Written instruction:
Reproduce only the part of the listing below that opens with the line containing "Where can the distant person" and closes with the line containing "point(412, 275)". In those lines, change "denim" to "cotton" and leave everything else unchanged.
>>>>>
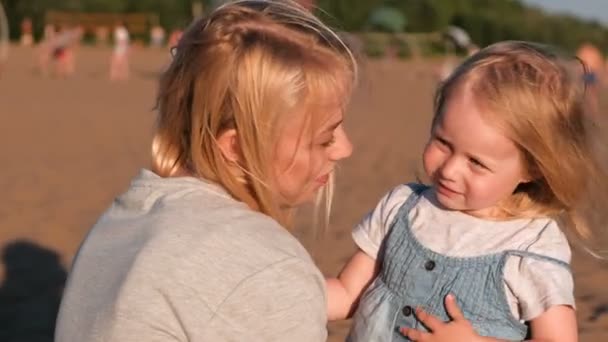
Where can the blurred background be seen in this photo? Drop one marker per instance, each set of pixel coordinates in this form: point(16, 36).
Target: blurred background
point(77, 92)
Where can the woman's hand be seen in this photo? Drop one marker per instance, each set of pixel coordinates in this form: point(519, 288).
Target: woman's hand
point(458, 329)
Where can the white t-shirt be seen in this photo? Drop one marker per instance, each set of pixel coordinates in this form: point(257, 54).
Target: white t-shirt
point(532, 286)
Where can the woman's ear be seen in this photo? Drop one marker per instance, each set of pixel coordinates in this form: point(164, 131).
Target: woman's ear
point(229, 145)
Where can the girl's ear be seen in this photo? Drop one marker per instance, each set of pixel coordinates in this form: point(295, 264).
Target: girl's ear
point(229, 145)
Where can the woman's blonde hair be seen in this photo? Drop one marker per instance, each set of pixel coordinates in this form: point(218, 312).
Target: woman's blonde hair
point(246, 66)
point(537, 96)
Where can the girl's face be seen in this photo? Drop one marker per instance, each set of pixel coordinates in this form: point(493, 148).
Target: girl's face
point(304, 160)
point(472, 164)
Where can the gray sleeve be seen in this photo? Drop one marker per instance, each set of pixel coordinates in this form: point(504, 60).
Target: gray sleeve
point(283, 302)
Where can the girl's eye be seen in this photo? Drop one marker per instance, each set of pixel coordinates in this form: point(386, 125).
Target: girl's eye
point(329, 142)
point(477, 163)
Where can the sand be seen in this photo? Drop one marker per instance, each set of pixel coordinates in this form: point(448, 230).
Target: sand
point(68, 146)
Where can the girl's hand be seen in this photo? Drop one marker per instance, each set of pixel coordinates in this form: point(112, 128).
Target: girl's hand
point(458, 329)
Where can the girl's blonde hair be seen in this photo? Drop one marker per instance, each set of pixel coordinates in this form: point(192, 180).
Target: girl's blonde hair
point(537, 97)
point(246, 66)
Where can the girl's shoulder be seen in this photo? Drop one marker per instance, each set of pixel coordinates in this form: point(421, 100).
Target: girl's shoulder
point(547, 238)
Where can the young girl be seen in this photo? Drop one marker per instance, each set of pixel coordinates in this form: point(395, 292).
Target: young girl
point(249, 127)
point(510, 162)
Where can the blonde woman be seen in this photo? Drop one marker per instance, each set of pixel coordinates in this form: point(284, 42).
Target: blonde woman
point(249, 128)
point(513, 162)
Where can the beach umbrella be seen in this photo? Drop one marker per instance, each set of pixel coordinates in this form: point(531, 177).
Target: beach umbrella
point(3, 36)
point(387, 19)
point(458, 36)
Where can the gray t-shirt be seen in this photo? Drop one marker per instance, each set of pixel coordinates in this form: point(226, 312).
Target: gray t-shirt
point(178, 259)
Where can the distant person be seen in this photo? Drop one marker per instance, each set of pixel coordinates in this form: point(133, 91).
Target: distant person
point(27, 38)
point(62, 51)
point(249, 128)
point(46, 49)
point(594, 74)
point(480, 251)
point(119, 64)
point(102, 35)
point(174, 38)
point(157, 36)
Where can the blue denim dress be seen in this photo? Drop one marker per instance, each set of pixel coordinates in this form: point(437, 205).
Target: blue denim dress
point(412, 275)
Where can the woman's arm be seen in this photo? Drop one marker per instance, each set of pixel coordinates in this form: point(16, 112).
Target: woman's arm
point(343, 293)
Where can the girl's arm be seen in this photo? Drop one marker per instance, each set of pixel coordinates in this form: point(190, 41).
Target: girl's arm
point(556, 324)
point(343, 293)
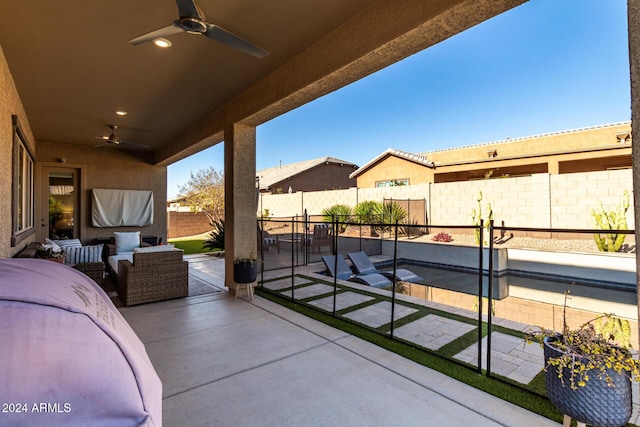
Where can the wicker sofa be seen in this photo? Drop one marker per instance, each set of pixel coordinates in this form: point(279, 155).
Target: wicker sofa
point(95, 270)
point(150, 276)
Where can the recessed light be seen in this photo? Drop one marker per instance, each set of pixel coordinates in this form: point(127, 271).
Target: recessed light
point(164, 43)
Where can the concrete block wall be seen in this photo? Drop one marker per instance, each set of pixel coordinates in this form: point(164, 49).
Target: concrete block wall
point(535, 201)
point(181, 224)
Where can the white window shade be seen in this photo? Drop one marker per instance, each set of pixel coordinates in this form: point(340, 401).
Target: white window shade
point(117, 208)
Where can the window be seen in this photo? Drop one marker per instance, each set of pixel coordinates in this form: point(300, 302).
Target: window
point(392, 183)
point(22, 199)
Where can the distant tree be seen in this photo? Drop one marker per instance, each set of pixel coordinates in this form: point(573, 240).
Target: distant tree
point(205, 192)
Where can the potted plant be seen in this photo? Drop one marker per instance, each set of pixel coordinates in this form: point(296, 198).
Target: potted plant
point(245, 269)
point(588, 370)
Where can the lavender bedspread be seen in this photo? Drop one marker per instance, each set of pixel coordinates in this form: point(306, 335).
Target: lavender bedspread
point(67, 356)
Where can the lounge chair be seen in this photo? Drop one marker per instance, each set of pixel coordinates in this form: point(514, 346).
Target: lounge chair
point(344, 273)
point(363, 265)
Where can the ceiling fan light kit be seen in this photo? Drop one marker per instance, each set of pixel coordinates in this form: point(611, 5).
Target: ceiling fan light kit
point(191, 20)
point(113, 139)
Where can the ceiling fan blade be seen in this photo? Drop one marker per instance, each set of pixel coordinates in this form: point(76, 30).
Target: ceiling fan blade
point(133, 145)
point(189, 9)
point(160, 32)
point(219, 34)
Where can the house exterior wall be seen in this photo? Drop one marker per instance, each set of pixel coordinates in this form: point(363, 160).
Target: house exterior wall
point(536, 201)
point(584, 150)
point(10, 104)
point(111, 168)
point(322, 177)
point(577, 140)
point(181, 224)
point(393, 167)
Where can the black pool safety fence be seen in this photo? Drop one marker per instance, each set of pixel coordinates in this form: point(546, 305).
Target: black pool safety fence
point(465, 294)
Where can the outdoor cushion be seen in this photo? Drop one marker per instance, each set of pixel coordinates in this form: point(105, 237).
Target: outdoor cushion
<<<<<
>>>>>
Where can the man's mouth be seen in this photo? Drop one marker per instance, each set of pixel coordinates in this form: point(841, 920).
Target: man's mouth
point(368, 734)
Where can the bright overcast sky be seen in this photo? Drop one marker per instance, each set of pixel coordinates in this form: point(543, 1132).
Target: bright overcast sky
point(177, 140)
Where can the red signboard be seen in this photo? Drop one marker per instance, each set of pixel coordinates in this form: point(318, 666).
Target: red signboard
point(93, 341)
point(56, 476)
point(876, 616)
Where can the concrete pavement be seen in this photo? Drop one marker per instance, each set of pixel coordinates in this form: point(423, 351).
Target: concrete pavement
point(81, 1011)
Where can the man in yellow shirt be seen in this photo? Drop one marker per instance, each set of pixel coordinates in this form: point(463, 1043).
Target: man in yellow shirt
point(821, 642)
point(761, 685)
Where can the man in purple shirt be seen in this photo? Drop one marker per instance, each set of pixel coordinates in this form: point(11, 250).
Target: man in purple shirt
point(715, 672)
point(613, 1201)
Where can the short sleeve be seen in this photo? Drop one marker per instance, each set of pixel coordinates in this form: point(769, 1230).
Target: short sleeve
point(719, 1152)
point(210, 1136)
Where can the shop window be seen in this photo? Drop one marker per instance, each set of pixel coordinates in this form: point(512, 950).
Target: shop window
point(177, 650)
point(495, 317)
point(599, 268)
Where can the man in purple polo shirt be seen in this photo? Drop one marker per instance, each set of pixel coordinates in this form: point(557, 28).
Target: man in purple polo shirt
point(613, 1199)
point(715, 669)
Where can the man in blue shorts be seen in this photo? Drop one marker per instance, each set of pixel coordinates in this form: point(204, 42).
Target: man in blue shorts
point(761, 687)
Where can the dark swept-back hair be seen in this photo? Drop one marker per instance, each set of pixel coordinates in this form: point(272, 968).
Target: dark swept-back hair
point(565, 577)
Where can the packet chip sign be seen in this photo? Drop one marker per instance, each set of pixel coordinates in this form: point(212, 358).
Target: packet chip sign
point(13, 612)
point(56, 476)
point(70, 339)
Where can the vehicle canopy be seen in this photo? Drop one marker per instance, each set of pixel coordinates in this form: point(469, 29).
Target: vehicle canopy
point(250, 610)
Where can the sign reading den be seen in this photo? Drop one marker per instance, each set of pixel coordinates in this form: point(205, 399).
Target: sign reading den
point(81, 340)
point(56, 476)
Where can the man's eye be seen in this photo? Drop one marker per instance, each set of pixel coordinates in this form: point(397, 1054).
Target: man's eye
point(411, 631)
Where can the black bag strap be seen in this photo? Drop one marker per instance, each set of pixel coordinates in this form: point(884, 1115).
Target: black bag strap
<<<<<
Output below:
Where can the distant person be seen in this photo? Drop one marker per instance, each set of pixel coordinates in this form: point(133, 91).
Target: distant person
point(27, 38)
point(62, 51)
point(249, 128)
point(46, 49)
point(594, 74)
point(480, 251)
point(119, 64)
point(102, 35)
point(174, 38)
point(157, 36)
Where can the blue cotton dress be seen in this photo? Drop one marker per instance, each set of pixel coordinates in this form: point(437, 205).
Target: blue cotton dress
point(412, 275)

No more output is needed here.